Which lines of the data hold the word "jersey"? Copy all of them.
====================
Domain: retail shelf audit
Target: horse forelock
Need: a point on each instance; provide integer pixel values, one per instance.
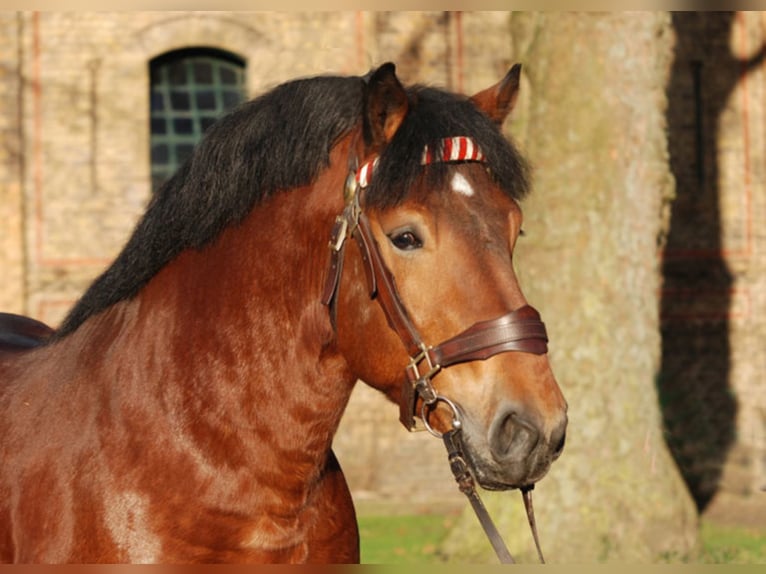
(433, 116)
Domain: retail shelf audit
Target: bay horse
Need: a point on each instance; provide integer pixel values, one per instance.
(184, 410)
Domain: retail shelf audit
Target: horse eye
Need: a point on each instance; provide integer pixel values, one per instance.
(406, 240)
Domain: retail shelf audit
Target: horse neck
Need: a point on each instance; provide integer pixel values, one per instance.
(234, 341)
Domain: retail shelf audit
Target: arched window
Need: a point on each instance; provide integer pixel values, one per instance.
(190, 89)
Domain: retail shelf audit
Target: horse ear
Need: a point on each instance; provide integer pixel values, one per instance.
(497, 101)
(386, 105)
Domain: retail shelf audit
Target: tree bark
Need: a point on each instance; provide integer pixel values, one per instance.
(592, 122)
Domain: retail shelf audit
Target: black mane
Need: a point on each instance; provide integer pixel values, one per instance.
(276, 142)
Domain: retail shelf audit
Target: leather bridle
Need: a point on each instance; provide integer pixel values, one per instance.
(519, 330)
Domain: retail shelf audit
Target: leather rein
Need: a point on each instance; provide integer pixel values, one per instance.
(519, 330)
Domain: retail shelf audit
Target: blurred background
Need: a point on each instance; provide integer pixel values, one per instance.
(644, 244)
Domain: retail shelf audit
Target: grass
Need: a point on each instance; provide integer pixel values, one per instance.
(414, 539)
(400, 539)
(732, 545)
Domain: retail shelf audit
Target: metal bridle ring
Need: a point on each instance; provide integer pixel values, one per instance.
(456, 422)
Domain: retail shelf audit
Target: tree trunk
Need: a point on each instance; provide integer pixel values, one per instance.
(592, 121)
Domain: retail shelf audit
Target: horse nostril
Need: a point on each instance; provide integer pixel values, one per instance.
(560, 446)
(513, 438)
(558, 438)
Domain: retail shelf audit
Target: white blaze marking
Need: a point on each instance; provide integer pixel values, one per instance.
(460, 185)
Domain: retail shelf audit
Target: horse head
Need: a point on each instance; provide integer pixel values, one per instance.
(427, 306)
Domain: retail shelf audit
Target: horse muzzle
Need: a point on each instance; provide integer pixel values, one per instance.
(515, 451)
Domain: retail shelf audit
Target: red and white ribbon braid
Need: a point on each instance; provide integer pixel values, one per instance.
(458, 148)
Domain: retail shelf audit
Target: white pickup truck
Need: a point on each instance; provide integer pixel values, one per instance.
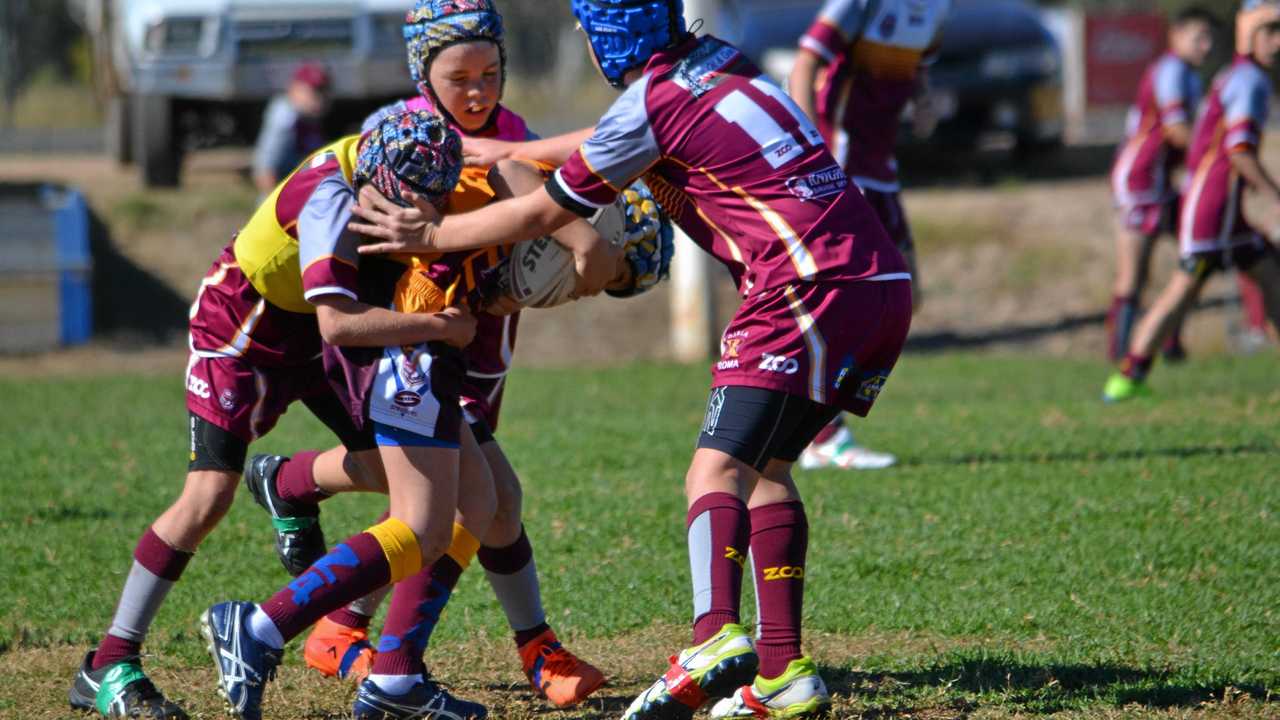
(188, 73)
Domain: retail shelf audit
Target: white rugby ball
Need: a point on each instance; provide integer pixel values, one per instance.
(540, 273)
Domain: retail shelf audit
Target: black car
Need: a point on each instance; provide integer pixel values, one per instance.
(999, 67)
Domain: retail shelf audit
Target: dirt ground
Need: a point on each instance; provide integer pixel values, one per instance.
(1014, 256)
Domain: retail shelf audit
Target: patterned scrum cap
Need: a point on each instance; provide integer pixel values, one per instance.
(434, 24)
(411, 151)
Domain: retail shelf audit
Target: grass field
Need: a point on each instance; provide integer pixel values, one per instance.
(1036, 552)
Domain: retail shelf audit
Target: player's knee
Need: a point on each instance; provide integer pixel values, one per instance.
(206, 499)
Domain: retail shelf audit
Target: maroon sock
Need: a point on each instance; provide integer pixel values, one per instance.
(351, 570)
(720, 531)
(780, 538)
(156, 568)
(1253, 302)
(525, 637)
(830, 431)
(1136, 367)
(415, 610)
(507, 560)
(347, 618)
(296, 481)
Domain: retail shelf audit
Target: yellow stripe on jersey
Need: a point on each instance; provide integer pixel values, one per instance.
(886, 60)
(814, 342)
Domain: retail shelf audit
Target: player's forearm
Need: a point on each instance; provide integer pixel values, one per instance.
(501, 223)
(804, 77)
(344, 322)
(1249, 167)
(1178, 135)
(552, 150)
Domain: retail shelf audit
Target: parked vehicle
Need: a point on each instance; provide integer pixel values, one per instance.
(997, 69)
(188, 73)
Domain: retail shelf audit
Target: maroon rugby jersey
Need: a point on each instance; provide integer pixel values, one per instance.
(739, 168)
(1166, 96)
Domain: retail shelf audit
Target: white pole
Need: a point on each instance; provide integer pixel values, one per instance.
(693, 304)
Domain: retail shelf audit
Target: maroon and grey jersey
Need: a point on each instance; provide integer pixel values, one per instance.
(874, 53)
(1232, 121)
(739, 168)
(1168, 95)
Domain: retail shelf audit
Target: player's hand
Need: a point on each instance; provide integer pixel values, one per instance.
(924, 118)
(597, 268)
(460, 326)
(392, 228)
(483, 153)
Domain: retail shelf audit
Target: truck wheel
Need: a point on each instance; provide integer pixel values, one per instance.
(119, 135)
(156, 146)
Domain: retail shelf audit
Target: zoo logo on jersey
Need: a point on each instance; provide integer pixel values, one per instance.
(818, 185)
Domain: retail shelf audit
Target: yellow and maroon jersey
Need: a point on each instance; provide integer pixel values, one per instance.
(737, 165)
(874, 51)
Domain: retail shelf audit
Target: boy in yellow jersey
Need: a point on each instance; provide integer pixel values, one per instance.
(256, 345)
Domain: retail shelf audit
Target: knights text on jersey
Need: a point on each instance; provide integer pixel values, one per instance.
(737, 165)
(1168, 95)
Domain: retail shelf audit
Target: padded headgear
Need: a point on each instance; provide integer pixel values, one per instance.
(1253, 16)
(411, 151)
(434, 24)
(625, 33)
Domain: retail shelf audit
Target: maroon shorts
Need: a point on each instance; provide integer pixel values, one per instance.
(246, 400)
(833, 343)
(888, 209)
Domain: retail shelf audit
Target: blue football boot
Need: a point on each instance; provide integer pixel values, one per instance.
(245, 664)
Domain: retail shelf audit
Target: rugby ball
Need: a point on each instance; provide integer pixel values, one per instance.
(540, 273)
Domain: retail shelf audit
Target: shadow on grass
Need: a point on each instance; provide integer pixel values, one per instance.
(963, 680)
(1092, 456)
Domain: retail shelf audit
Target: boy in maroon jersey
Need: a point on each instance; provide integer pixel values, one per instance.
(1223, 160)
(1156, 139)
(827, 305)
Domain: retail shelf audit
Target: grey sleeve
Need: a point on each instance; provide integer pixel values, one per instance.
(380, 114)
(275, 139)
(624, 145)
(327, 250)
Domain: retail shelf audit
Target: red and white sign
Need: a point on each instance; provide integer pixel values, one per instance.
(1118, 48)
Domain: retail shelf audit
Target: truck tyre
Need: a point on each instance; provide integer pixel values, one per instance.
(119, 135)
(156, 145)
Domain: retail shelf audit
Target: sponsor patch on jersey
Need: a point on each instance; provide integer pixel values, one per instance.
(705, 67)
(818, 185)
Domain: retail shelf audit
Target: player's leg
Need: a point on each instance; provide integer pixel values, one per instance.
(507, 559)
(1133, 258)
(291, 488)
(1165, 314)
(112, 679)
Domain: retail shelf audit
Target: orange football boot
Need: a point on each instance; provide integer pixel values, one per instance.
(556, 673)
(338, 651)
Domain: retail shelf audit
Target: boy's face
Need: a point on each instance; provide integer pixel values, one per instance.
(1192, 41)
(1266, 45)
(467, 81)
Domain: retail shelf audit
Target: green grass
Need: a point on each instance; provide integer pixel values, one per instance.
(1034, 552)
====================
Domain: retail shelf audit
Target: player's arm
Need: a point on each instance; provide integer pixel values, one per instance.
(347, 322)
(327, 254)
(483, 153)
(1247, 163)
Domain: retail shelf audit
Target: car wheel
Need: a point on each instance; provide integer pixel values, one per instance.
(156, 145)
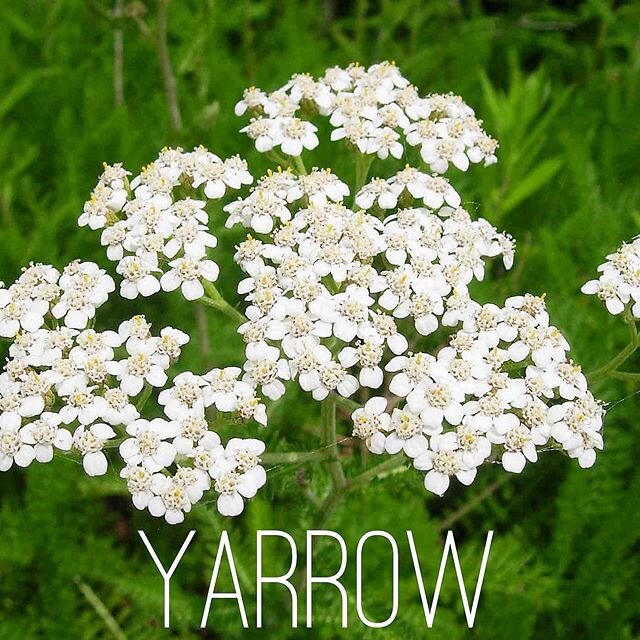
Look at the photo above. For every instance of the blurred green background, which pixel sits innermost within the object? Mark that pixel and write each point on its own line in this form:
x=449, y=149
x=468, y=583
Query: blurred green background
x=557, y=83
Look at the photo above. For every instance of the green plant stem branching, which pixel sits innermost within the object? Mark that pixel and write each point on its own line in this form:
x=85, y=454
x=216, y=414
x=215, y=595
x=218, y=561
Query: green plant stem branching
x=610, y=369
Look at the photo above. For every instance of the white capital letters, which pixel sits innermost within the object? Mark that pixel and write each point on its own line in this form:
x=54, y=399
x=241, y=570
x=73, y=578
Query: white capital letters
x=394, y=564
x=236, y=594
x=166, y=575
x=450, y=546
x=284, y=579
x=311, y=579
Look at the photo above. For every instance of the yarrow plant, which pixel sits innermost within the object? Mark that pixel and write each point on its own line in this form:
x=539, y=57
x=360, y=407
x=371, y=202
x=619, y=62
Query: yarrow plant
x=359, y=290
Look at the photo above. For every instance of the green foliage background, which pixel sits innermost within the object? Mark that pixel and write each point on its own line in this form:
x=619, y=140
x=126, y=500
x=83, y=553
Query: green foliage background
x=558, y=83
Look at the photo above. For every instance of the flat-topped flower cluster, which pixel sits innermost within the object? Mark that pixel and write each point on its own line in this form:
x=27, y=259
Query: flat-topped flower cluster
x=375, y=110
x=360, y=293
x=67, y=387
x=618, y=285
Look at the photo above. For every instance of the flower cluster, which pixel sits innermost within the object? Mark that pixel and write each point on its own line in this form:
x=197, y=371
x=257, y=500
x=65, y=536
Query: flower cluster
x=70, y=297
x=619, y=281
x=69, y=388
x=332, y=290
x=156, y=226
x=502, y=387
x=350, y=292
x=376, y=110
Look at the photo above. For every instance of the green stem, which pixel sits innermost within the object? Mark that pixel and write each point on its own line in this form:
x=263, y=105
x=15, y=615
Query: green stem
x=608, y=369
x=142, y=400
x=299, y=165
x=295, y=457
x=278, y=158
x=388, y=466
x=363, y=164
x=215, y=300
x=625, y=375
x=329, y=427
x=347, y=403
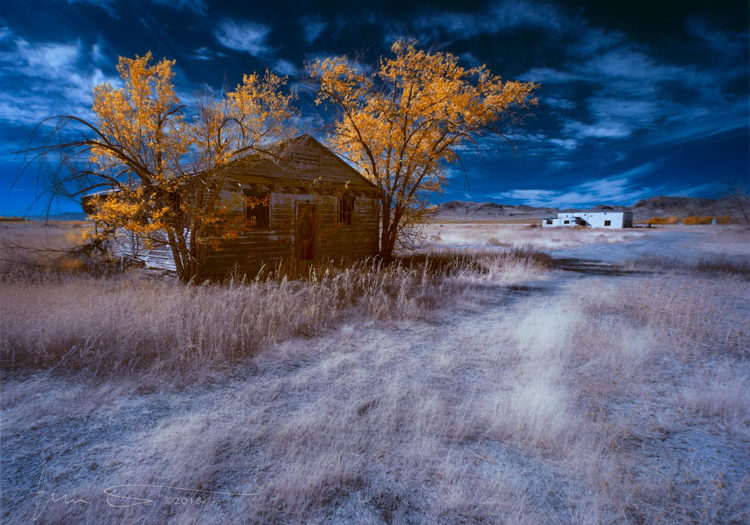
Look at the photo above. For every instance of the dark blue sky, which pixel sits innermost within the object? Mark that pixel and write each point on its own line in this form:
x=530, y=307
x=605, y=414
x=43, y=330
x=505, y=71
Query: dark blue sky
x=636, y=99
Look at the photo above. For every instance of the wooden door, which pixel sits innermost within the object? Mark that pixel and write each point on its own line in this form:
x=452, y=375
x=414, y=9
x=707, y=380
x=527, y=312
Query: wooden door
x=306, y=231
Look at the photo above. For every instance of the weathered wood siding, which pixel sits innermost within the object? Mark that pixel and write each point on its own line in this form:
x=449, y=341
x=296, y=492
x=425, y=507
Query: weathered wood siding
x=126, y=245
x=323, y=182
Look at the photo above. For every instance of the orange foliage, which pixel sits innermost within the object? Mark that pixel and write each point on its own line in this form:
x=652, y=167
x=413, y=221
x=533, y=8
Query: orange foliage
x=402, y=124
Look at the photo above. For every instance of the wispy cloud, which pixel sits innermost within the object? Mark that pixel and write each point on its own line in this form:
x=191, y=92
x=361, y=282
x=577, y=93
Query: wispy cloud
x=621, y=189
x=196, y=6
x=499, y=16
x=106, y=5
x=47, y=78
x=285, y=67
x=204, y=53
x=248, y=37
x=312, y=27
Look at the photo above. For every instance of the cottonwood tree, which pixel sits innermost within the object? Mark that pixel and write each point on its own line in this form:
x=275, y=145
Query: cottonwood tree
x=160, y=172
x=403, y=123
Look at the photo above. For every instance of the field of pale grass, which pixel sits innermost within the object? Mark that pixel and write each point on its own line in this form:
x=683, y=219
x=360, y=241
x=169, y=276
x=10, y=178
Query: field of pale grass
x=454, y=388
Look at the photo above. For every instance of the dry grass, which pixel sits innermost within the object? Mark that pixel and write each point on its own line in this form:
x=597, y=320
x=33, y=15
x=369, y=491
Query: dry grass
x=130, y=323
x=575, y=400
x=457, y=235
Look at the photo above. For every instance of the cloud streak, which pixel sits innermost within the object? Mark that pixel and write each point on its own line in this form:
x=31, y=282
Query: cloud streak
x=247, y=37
====================
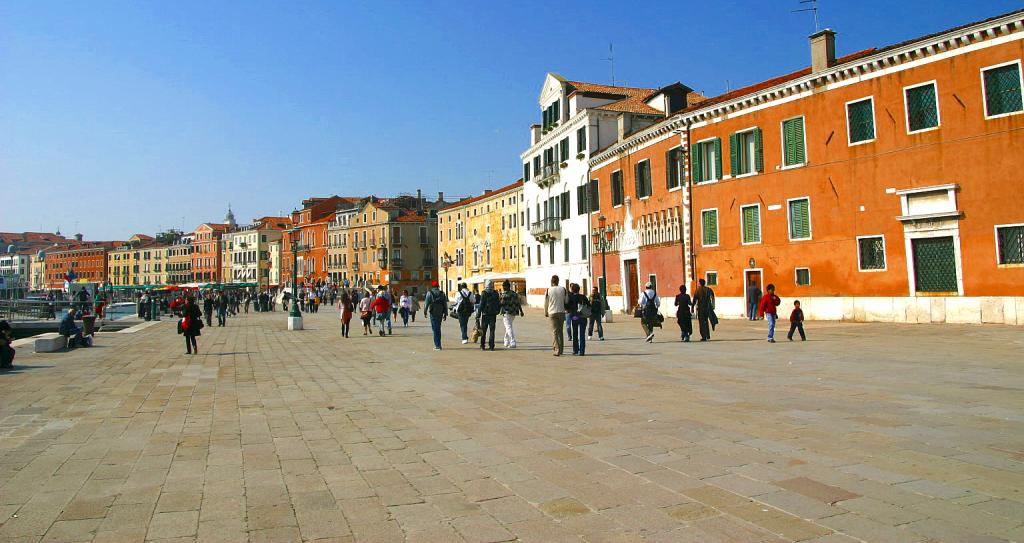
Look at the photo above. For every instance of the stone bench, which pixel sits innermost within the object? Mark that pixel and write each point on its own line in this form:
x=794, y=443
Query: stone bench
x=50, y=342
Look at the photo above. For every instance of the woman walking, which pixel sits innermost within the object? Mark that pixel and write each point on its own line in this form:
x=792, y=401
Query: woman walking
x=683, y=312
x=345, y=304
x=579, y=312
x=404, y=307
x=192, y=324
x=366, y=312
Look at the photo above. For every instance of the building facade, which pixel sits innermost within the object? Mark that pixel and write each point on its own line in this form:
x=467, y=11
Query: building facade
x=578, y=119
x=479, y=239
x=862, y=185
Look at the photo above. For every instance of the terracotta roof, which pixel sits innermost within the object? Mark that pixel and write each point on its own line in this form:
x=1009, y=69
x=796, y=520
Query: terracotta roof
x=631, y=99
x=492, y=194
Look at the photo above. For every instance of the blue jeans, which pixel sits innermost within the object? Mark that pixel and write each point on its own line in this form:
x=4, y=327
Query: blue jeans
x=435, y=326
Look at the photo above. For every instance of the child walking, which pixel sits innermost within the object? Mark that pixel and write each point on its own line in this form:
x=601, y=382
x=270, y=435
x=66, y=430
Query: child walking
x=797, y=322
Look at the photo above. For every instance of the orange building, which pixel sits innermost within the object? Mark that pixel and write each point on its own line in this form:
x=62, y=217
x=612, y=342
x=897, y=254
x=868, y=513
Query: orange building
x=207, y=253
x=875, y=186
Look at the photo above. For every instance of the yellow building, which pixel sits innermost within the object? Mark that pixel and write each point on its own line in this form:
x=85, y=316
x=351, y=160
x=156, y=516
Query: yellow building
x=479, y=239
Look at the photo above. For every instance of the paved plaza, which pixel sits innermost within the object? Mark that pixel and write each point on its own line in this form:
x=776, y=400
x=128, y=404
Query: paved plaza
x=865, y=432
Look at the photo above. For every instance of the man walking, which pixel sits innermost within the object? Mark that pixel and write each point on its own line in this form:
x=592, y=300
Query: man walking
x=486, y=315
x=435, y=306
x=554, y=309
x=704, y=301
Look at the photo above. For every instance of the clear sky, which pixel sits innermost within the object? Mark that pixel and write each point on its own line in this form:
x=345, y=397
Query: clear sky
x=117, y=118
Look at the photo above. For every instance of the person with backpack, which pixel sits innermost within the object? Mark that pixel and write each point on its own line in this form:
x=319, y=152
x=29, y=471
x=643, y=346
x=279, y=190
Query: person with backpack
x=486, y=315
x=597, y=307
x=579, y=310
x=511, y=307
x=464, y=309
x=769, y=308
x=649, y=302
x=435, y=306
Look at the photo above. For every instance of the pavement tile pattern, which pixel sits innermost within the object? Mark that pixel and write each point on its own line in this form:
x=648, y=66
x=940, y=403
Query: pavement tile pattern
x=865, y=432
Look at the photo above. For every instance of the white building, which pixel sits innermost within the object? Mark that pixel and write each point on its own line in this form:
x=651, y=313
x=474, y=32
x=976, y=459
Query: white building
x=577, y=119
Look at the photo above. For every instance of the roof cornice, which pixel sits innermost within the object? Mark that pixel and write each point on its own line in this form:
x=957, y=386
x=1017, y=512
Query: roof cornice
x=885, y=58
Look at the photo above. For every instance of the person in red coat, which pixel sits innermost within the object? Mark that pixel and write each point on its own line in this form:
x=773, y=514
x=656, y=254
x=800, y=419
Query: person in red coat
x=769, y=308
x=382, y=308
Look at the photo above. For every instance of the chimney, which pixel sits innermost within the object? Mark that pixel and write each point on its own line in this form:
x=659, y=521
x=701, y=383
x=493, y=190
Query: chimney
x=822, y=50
====================
Answer below:
Target: yellow stripe on jersey
Target: maroon rugby jersey
Target: maroon and grey jersey
Target: zoo logo on jersey
Target: yellow and maroon jersey
Target: boy in yellow jersey
Target: knights text on jersey
Target: boy in maroon jersey
Target: sponsor patch on jersey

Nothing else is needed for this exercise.